▸ **PROBLEMS AND TASKS**:
A. Copy the passage on Rahab and God's mercy word for word, between "Did He still" and "because of you.", inclusive.
B. Write what comes next in the passage on Rahab and God's mercy, picking up right after its final sentence.

God knows how people will respond to these warnings, who will heed and who will not, because He sees all of eternity.

Did He still warn those who chose not to heed? Yes.

God could have wiped out the Amorites and settled Abram in their land, but God showed the Amorites mercy, until their iniquity was full.

Even when the Israelites came out of Egypt, word spread of what God had done for the Israelites, opportunity was given for the individual to humble himself before God.

For example, consider when Joshua sent the two men to spy the land and Jericho. These men came to Rahab’s house. Rahab hid them and helped them escape. She also asked them to protect her, but she also makes a confession of faith.

Read Joshua 2:9-11.

And she said unto the men, I know that the LORD hath given you the land, and that your terror is fallen upon us, and that all the inhabitants of the land faint because of you.

For we have heard how the LORD dried up the water of the Red sea for you, when ye came out of Egypt; and what ye did unto the two kings of the Amorites, that were on the other side Jordan, Sihon and Og, whom ye utterly destroyed.

And as soon as we had heard these things, our hearts did melt, neither did there remain any more courage in any man, because of you: for the LORD your God, he is God in heaven above, and in earth beneath.

How did Rahab respond to the judgment she knew was coming? She acknowledged who God was.

Did God save her? Yes

Rahab is an example of God’s mercy to the individual who believes even when His judgment falls on a nation.

Isaiah 40:28 describes God as an everlasting God. God also knows man’s heart (Psalm 44:21). When troubles come our way, we would be wise not to view them in terms of this life on earth, but in terms of eternity and under the realm of a holy, everlasting, all-knowing, just God.

▸ **RECORDS PROVIDED**:
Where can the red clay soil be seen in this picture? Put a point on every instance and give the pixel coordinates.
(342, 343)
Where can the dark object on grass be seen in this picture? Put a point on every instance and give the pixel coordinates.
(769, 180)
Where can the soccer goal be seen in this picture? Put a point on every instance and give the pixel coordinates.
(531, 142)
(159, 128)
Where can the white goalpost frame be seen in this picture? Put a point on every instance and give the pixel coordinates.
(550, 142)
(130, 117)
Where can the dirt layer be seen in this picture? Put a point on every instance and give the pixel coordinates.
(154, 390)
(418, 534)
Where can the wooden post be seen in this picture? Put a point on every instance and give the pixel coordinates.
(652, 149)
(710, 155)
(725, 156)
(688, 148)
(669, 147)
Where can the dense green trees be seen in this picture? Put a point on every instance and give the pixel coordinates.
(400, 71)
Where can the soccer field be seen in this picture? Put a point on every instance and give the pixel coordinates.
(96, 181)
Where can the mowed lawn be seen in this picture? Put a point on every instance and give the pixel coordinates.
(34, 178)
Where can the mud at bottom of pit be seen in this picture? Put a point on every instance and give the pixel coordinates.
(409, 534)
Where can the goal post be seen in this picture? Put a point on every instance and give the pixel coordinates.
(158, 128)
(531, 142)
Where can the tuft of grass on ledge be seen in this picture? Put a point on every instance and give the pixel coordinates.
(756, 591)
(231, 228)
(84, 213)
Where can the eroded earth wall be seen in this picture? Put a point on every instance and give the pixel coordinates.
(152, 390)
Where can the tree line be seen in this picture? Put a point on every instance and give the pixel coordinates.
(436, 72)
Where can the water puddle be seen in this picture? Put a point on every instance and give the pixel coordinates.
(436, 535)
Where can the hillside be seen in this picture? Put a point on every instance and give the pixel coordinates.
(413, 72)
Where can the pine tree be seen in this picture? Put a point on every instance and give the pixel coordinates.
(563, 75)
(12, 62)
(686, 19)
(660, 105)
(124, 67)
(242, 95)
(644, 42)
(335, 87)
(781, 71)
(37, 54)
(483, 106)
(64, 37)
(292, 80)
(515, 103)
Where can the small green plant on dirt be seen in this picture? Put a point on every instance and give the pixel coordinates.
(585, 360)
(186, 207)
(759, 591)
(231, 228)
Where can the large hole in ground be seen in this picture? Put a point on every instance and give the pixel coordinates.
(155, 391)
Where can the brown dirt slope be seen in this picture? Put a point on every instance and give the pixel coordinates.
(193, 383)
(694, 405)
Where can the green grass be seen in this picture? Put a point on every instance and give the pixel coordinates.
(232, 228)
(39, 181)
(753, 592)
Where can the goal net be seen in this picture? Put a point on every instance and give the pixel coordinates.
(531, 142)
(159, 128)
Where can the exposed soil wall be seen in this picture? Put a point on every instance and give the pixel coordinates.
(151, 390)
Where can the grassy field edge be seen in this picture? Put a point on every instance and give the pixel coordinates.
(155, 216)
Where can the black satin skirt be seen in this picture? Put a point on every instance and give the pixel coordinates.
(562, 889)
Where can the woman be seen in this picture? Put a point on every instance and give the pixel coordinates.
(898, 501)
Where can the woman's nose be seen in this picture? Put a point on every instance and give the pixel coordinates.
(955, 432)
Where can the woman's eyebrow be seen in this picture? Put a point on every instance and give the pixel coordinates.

▸ **FINAL RESULTS**:
A.
Did He still warn those who chose not to heed? Yes.

God could have wiped out the Amorites and settled Abram in their land, but God showed the Amorites mercy, until their iniquity was full.

Even when the Israelites came out of Egypt, word spread of what God had done for the Israelites, opportunity was given for the individual to humble himself before God.

For example, consider when Joshua sent the two men to spy the land and Jericho. These men came to Rahab’s house. Rahab hid them and helped them escape. She also asked them to protect her, but she also makes a confession of faith.

Read Joshua 2:9-11.

And she said unto the men, I know that the LORD hath given you the land, and that your terror is fallen upon us, and that all the inhabitants of the land faint because of you.

B.
How can we prepare ourselves for the trouble that will come our way?

  • Have a right relationship with God. Keep Him the center of your life moment by moment. Don’t let one moment pass where you let your affection turn to the things of this world. Are our possessions evil? No. But if we let them get in the way of our relationship with God we need to push them aside so that our line of vision is directly on the Lord.

  • Continue in prayer and praise moment by moment. How do you do this when you must work? Consider the yoyo. It goes up and down the string, but as long as its energy is coming from the hand, it returns to the hand. Let your energy, the well-spring of your life, come from God so that while you might be at the end of the string when you’re working, your thoughts immediately spring back to Him when you pause from your work. So, when tragedy strikes, you roll right up the string into the Father’s hand.

When you keep that connection with God, like the string that connects the yoyo to its master’s hand, we can keep that eternal perspective and resist the temptation to let our present situation stop our ‘roll’.